→ TEXT EXCERPT
The country’s tourist sector has taken a hit amid the novel coronavirus outbreak in China that has spread to other countries, as more trip and hotel booking cancellations have been reported following travel bans on tourists to and from China.

The Indonesian economy is projected to slow further this year, with the coronavirus epidemic expected to add to global uncertainties and in turn worsen the country’s economic outlook, analysts say.

The analysts estimate that growth would fall below the government’s 5.3 percent target as a result of the outbreak significantly reducing Indonesia’s exports to China, one of the country’s main trading partners.

Center of Reform on Economics (CORE) director Mohammad Faisal estimated that the economy would decline to 4.9 percent this year from 5.02 percent last year. This was primarily because the coronavirus outbreak that emerged in late December 2019 in Wuhan, China, would increase pressures on a global economy that had been burdened by the prolonged US-China trade war and growing US-Iran tensions.

“In 2019, we experienced a number of unprecedented events like the US-China trade war and US-Iran conflict, but the coronavirus outbreak has left the biggest impact,” Faisal said on Tuesday at a seminar on the outlook of Indonesia’s exports in n Jakarta.

Faisal said that even though the mortality rate of the novel coronavirus (2019-nCoV) was estimated at only 2 percent – lower than 10 percent mortality rate of Severe Acute Respiratory Syndrome (SARS) – it had infected more people in a shorter period. He added that a high rate of infection caused a severer impact on the  the economy, especially for the tourism industry.

Items from a data source
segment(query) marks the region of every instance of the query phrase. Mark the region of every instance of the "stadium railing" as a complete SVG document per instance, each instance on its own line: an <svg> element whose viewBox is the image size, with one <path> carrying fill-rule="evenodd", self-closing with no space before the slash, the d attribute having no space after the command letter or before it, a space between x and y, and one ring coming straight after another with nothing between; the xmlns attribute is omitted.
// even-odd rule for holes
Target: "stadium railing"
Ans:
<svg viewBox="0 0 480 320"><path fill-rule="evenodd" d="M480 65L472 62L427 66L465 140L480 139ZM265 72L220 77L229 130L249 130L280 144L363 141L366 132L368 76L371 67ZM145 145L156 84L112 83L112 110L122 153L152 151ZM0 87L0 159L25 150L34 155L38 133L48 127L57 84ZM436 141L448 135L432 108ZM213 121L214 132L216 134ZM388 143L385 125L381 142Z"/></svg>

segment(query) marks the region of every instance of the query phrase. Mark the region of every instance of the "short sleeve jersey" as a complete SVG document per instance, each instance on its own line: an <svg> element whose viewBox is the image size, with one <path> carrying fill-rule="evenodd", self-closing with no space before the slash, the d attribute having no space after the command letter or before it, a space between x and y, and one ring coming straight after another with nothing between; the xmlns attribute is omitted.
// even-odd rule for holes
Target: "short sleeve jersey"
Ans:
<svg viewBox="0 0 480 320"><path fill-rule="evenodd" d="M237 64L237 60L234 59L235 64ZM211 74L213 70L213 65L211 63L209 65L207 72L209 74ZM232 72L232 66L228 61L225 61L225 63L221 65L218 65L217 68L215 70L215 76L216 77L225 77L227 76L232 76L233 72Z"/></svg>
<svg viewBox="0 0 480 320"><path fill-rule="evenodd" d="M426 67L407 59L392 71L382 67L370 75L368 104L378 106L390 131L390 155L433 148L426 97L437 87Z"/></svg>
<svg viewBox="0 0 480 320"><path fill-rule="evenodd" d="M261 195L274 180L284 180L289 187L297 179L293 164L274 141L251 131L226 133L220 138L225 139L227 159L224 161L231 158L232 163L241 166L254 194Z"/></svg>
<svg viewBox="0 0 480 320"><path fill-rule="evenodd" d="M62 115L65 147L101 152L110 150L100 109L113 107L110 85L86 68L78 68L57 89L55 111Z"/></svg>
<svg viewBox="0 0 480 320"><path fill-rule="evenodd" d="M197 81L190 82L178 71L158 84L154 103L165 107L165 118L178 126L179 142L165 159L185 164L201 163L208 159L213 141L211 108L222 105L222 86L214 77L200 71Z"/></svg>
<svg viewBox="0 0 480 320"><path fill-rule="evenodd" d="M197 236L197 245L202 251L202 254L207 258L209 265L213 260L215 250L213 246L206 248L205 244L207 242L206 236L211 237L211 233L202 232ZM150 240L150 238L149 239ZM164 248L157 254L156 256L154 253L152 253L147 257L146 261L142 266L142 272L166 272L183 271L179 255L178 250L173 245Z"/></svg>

→ WORK INSTRUCTION 1
Please update the article about Indonesia's economy: write out its passage between "The analysts estimate" and "growing US-Iran tensions.", inclusive, with "outbreak" changed to "crisis".
→ WORK INSTRUCTION 2
List every percentage figure that appears in the article about Indonesia's economy.
→ WORK INSTRUCTION 3
According to the article about Indonesia's economy, why did Mohammad Faisal expect the economy to decline to 4.9 percent this year?
Rely only on the article about Indonesia's economy for what follows.

→ WRITTEN SOLUTION 1
The analysts estimate that growth would fall below the government’s 5.3 percent target as a result of the crisis significantly reducing Indonesia’s exports to China, one of the country’s main trading partners.

Center of Reform on Economics (CORE) director Mohammad Faisal estimated that the economy would decline to 4.9 percent this year from 5.02 percent last year. This was primarily because the coronavirus crisis that emerged in late December 2019 in Wuhan, China, would increase pressures on a global economy that had been burdened by the prolonged US-China trade war and growing US-Iran tensions.

→ WRITTEN SOLUTION 2
5.3 percent, 4.9 percent, 5.02 percent, 2 percent, 10 percent

→ WRITTEN SOLUTION 3
The coronavirus outbreak that emerged in Wuhan, China, in late December 2019 would increase pressures on a global economy already burdened by the prolonged US-China trade war and growing US-Iran tensions.